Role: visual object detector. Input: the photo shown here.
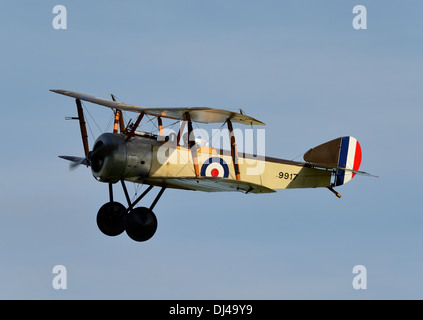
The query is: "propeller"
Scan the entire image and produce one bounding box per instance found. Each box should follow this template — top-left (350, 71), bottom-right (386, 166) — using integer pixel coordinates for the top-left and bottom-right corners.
top-left (89, 142), bottom-right (116, 173)
top-left (60, 140), bottom-right (117, 171)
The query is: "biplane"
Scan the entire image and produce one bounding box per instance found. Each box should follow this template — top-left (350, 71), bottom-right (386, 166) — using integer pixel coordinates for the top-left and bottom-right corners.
top-left (51, 89), bottom-right (375, 242)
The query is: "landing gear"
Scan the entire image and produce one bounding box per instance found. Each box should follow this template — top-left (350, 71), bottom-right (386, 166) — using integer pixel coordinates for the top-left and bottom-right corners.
top-left (96, 202), bottom-right (126, 236)
top-left (96, 182), bottom-right (166, 242)
top-left (125, 207), bottom-right (157, 242)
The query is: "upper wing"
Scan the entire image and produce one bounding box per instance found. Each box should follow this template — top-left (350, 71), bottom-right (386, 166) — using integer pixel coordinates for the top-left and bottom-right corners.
top-left (139, 176), bottom-right (276, 194)
top-left (50, 89), bottom-right (265, 125)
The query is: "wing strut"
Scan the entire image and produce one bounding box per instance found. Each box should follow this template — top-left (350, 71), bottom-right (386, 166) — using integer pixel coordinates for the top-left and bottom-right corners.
top-left (177, 121), bottom-right (187, 146)
top-left (110, 94), bottom-right (125, 134)
top-left (113, 109), bottom-right (123, 134)
top-left (227, 119), bottom-right (241, 180)
top-left (75, 99), bottom-right (90, 157)
top-left (185, 113), bottom-right (200, 177)
top-left (157, 117), bottom-right (164, 136)
top-left (119, 113), bottom-right (125, 133)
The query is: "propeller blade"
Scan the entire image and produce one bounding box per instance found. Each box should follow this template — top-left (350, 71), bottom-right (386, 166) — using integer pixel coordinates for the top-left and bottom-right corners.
top-left (59, 155), bottom-right (89, 170)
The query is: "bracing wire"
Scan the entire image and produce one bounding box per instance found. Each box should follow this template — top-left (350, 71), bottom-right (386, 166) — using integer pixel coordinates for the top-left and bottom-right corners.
top-left (290, 152), bottom-right (306, 161)
top-left (81, 101), bottom-right (102, 134)
top-left (104, 110), bottom-right (115, 132)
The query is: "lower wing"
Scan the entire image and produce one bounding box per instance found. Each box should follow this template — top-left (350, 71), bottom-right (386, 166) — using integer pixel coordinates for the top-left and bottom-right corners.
top-left (138, 177), bottom-right (276, 194)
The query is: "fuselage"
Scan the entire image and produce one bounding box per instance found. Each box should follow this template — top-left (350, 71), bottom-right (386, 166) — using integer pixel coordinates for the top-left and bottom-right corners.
top-left (91, 132), bottom-right (332, 190)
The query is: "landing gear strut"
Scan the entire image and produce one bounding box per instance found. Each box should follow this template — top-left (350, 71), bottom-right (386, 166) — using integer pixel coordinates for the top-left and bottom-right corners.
top-left (96, 182), bottom-right (166, 242)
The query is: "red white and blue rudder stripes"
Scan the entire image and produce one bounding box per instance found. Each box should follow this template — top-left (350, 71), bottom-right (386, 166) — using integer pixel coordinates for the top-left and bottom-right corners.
top-left (335, 136), bottom-right (362, 186)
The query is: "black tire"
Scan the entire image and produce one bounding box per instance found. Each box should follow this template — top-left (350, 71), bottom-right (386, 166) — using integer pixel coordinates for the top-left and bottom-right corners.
top-left (96, 202), bottom-right (127, 236)
top-left (125, 207), bottom-right (158, 242)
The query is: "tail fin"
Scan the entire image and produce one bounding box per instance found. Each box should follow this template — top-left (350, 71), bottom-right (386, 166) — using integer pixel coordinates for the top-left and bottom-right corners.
top-left (334, 136), bottom-right (362, 186)
top-left (303, 136), bottom-right (363, 186)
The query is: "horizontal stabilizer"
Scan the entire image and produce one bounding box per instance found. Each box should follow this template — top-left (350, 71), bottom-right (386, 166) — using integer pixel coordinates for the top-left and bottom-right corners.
top-left (307, 162), bottom-right (379, 178)
top-left (50, 89), bottom-right (265, 125)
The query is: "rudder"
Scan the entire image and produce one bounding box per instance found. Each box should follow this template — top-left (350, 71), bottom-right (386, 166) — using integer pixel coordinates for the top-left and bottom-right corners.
top-left (335, 136), bottom-right (362, 186)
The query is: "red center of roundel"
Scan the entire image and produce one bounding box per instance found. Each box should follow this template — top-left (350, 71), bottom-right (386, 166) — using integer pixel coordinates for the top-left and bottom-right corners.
top-left (210, 168), bottom-right (219, 177)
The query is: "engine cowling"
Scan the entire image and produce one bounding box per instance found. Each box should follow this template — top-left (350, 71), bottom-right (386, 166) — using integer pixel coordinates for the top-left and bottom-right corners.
top-left (90, 133), bottom-right (152, 183)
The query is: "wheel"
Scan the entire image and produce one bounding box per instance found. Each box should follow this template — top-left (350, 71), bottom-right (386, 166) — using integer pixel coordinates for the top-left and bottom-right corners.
top-left (125, 207), bottom-right (158, 242)
top-left (96, 202), bottom-right (127, 236)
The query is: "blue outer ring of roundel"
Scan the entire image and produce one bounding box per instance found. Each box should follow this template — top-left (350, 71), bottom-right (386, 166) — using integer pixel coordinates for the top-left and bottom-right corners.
top-left (200, 157), bottom-right (230, 178)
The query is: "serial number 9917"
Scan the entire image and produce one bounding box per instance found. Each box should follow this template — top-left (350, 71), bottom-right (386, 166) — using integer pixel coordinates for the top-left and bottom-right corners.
top-left (278, 172), bottom-right (298, 180)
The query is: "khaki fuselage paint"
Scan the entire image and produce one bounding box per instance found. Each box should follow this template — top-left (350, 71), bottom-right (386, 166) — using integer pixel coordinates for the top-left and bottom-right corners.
top-left (148, 145), bottom-right (332, 190)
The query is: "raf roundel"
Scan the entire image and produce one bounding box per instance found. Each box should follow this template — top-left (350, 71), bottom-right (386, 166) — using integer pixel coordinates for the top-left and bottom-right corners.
top-left (200, 157), bottom-right (229, 178)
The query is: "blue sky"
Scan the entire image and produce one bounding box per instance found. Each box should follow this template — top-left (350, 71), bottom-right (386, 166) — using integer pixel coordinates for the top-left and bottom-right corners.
top-left (1, 1), bottom-right (422, 299)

**Work instruction**
Should a line in the material contain "landing", copy it.

**Answer section**
The query is: "landing gear"
The query is: "landing gear strut"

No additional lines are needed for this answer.